==== SOURCE TEXT
If you can prove that all of the errors are a) Gaussian, b) with the same mean, and c) with the same variance, then I will believe you, btw. As it stands, based on some of your other comments, I’m guessing you would not even know where to begin. Hey, consult with Dave Springer and maybe the two of you can publish something.
Um, no, that is not what independence means. I’m not even sure how to tackle this one because you clearly do not have sufficient background to understand. Independence simply means that their distribution functions are independent of each other, i.e., F(x,y) = F(x)F(y) and likewise for densities f(x,y) = f(x)f(y), which is analogous to probabilities in which two events are independent if P(AB) = P(A)P(B).
Exactly. Thanks for pointing this out.
I’m getting the impression you’re attempting to learn statistics as you go. Nothing wrong with that, but you missed the point of what this quote said. What you quoted said exactly what I have been saying: if the RVs are i.i.d., then their average will approach the actual expected value (the true mean.) The rate, of course, at which it approaches the true mean is sqrt(N), which I have also acknowledged. But you need to be able to support the assumption of i.i.d. in order for this to work.
How do you know that all errors associated with temperature are zero mean?
QED means you proved something by demonstration when all you did was assume a Gaussian distribution. Pretty silly, actually.
You aren’t even in the right ballpark.
Mark
Willis writes:
So you’re suggesting creating a numerical model of reality and see what the results are? Isn’t that where all the trouble starts in the first place?
My suggestion was buy 50 different kinds of thermometers from WalMart, put them all in the same place, read them as best you can, average the readings, and you’ll get a result where the accuracy and resolution is better than any individual instrument in the whole lot. That’s an experiment, not a model. There’s a big difference. Experiment is what’s lacking in climate science. It’s all models. Like the proverbial Texas cowboy who’s all hat and no cattle.
Whew. What a long discussion.
I think a significant potential error in the record is station adjustments (made much later) to make new instruments smoothly agree with the old ones, given that the old ones may all show an upward drift over time (the glass problem). This would transform a sawtooth error (with a period set by thermometer replacement or recalibration) that contains no long-term trend into a continuous upward slope.
This thread also makes me want to throw up my hands and say we’d be better off using pendulums to measure temperature, using a reversed grid-iron to magnify the coefficient of thermal expansion instead of cancelling it. Counting things (like swings) and measuring time to millisecond or microsecond accuracy is one of the easier things we do. Measuring voltage, current, or the height of a bubble of mercury – not so much. Plus, physicists just love pendulums.
I should first note that I am NOT the Mark from Mark’s view, i.e., I did not post this original thread.
Back to Dave Springer:
First, you have yet to actually reply to any of my questions that are technical/theoretical in nature. I’m guessing that is because you never actually got an engineering degree, correct? You seem to have a complex regarding that, quick to point out how good you are. That’s an interesting psychology, IMO. Maybe you have an AS degree, or a BSEET, but I’m getting the impression you actually don’t have the math background which implies no BS or anything advanced. If you did, I’m sorry, it just does not seem so – I’d expect you to have answers to my questions if you had even one statistics class under your belt.
========
==== DATA EXCERPT
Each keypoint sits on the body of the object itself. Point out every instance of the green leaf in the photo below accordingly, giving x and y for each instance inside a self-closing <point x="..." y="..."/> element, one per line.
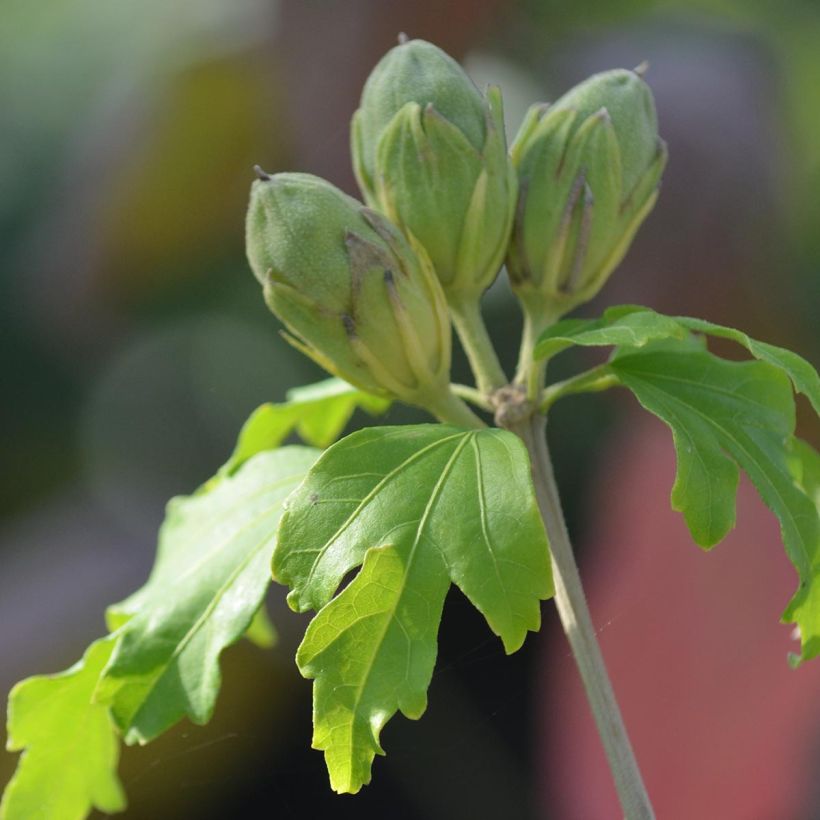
========
# EXERCISE 1
Summarize the forum thread on temperature measurement errors in two sentences.
# EXERCISE 2
From the forum thread on temperature measurement errors, print word for word the passage that opens with the words "If you can prove" and closes with "pointing this out.".

# CORRECT RESPONSE 1
Participants argue over whether errors in temperature readings can be treated as independent and identically distributed, with one poster stating that averaging brings results toward the true mean only when that assumption can be supported and another proposing an experiment that averages readings from 50 different kinds of thermometers placed together. Other comments suggest that later station adjustments made to match new instruments with drifting old ones could turn a sawtooth error with no long-term trend into a continuous upward slope, and one poster muses that pendulums might be a better way to measure temperature.

# CORRECT RESPONSE 2
If you can prove that all of the errors are a) Gaussian, b) with the same mean, and c) with the same variance, then I will believe you, btw. As it stands, based on some of your other comments, I’m guessing you would not even know where to begin. Hey, consult with Dave Springer and maybe the two of you can publish something.
Um, no, that is not what independence means. I’m not even sure how to tackle this one because you clearly do not have sufficient background to understand. Independence simply means that their distribution functions are independent of each other, i.e., F(x,y) = F(x)F(y) and likewise for densities f(x,y) = f(x)f(y), which is analogous to probabilities in which two events are independent if P(AB) = P(A)P(B).
Exactly. Thanks for pointing this out.